▼
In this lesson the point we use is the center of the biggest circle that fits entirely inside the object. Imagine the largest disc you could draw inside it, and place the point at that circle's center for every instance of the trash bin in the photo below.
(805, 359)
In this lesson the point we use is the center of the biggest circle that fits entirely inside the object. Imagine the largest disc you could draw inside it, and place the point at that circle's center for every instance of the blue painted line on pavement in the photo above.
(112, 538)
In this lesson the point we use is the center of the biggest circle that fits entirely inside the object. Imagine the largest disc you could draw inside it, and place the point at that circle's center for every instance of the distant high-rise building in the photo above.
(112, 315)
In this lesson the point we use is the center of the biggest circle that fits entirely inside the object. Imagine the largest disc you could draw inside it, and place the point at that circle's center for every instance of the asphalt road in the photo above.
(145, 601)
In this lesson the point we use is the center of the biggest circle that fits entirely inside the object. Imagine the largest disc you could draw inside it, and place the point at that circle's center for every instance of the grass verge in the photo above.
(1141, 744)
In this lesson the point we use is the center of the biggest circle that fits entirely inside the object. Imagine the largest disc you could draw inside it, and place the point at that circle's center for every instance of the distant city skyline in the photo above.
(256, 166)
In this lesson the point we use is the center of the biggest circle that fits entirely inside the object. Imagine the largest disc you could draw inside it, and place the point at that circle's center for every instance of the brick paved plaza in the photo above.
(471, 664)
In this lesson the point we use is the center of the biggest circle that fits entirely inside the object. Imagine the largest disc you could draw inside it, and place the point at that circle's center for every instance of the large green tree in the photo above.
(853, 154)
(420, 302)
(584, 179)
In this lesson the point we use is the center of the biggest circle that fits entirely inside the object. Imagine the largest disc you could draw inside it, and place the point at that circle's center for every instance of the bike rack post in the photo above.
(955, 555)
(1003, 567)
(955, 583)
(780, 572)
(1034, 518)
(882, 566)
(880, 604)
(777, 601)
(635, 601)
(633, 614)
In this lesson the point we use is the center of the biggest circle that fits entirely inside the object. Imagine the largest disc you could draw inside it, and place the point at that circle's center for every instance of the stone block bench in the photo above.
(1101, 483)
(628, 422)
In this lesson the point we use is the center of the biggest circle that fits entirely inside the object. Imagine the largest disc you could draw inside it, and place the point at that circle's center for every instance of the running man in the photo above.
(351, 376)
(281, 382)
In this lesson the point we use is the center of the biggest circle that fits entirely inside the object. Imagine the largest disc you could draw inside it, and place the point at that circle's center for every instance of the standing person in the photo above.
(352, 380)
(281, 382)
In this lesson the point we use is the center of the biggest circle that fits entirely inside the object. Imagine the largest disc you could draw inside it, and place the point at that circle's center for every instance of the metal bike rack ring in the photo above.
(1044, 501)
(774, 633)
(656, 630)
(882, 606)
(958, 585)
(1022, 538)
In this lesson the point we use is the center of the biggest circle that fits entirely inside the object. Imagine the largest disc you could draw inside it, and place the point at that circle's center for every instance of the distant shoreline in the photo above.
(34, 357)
▲
*ABOUT THIS TASK*
Output the entries above exactly, please, with nothing dropped.

*EXPECTED ANSWER*
In this lesson the point we use is the center of the biggest circle that fits entirely inside the object. Imagine the largest disc you could draw inside it, and place the point at that circle's center for every instance of the trash bin in the photo below.
(805, 359)
In this lesson the point we use is the center of the biggest circle that fits entirely inside the object. Imagine the largest disc you could draw inside it, and place the point at that circle's center for every instance of the blue painted line on pavement in the photo above.
(112, 538)
In this lesson the point we use is the center of the biggest circle that fits entirely inside the object. Imagine the largest disc you could draw inside it, and place the point at that circle's center for every instance of the distant high-rise building in the photo above.
(112, 315)
In this lesson the point we use is the center of the biggest circle that fits entirely inside the object. Imagine the largest disc you could draw inside it, and place the point at that circle's center for every instance of the asphalt road in the photo above.
(145, 601)
In this lesson the point we use is the center of the biggest circle that fits entirely inside the object. Imagine the largest disc you could draw inside it, and place the point at that circle's center for every instance of the grass verge in the photo above.
(1141, 744)
In this lesson the point we use is the center of the biggest circle that fits entirely inside the object. Imagine the largest disc you could draw inside it, and place the point at that circle's center for every instance of the distant city skyline in the photo above.
(256, 166)
In this lesson the point we use is the center of the biggest circle that fits entirely inside the object. Imagine the largest disc you could draw inside it, and place the point at that circle's center for every instance of the brick paved plaza in the photo above.
(471, 664)
In this lesson the point we use is the center of the biggest circle that fits entirely inside the object. Imagine the largest disc you could draw inside it, and place the point at that circle's center for every instance of the large green tree in the photo above.
(853, 154)
(420, 302)
(584, 179)
In this lesson the point we use is the center of the biggest circle that fits entirely inside the object. Imagine the largest disc you could draw inside it, and place the point at that circle's center for every instance of the bike rack post in the photo above.
(955, 555)
(1003, 567)
(955, 583)
(780, 572)
(1034, 518)
(882, 566)
(880, 604)
(777, 601)
(635, 601)
(633, 614)
In this lesson the point we use is the center of the biggest circle that fits entirely inside the object. Imagine the largest disc you could draw inside it, and place the point at that circle's center for every instance of the stone block bench in the photo above.
(1101, 483)
(628, 422)
In this lesson the point we use is the center of the biggest circle that fits entirely inside the object. Imagine the largest disc you could draw inside it, and place the point at that circle's center for every instance of the running man in the photo above.
(351, 376)
(281, 382)
In this lesson the point we use is the center of the biggest circle that fits entirely inside the object. Imagine the largest disc you could draw inside it, and place the point at that circle's center for every instance of the standing person in the photo above.
(352, 380)
(281, 382)
In this lesson the point we use is the center of the biggest circle that fits entirely inside the object. Imagine the largest disc you could draw inside it, and place the point at that circle's center for every instance of the metal bike rack ring in the photo above.
(1044, 501)
(774, 633)
(656, 630)
(882, 606)
(958, 585)
(1022, 538)
In this lesson the point we use is the center of the biggest circle that fits entirely inside the object. Imagine the largest disc you could draw inside it, and place the point at that circle's center for every instance of the distant shoreline in the photo above.
(34, 357)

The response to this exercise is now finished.